Supplied material:
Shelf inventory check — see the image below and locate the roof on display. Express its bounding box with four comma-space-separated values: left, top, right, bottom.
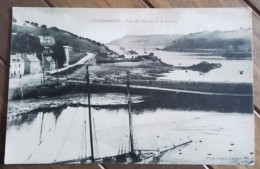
22, 53, 40, 62
38, 36, 55, 46
45, 56, 55, 63
10, 54, 24, 62
127, 50, 138, 54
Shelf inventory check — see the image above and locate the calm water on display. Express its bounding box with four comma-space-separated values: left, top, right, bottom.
5, 47, 254, 164
5, 94, 254, 163
110, 46, 253, 83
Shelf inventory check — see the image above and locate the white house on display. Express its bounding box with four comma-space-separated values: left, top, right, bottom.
124, 50, 138, 59
22, 53, 42, 74
63, 46, 72, 66
9, 54, 24, 77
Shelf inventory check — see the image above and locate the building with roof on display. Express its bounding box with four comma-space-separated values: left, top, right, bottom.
63, 46, 72, 66
124, 50, 138, 59
9, 54, 24, 78
38, 36, 55, 47
22, 53, 42, 74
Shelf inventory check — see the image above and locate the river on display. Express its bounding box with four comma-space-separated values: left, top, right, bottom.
5, 93, 254, 164
109, 46, 253, 83
5, 46, 254, 164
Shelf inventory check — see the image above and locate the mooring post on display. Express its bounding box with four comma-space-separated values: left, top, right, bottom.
20, 84, 23, 99
126, 70, 134, 153
86, 65, 95, 163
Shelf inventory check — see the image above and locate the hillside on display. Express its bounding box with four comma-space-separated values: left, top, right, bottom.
163, 29, 251, 53
108, 35, 180, 49
12, 23, 110, 52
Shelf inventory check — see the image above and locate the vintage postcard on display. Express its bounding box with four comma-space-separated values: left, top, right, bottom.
5, 8, 254, 165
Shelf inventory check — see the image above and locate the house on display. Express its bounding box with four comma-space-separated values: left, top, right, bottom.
9, 54, 24, 78
107, 52, 117, 58
22, 53, 42, 74
86, 53, 97, 66
63, 46, 72, 66
124, 50, 138, 59
38, 36, 55, 47
43, 56, 56, 71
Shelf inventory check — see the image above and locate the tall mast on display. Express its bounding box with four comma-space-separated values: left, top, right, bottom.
126, 70, 134, 153
42, 52, 45, 86
86, 65, 94, 162
56, 58, 60, 86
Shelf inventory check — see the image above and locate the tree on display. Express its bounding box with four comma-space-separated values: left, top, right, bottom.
52, 40, 66, 68
11, 34, 43, 53
12, 17, 17, 23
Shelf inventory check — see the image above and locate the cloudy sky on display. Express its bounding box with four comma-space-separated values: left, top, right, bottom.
13, 8, 252, 43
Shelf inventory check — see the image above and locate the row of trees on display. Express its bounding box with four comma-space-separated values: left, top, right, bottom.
11, 33, 66, 68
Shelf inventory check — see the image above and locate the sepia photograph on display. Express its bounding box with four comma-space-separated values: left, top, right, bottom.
5, 7, 255, 165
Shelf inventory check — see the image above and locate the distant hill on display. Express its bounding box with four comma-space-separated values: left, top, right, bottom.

Exercise brief: Can you reproduce the items from the line containing "locate the vintage" through the line containing "5, 8, 254, 165", both included, with the request lines unchanged and every bounding-box coordinate in the answers scaled by 2.15 and rounded to a whole number (halves rounded up)?

Solution for this task:
Shelf inventory check — see the image above and locate the vintage postcard on display. Express its bounding box with four comma-space-separated values: left, top, right, bottom.
11, 17, 546, 355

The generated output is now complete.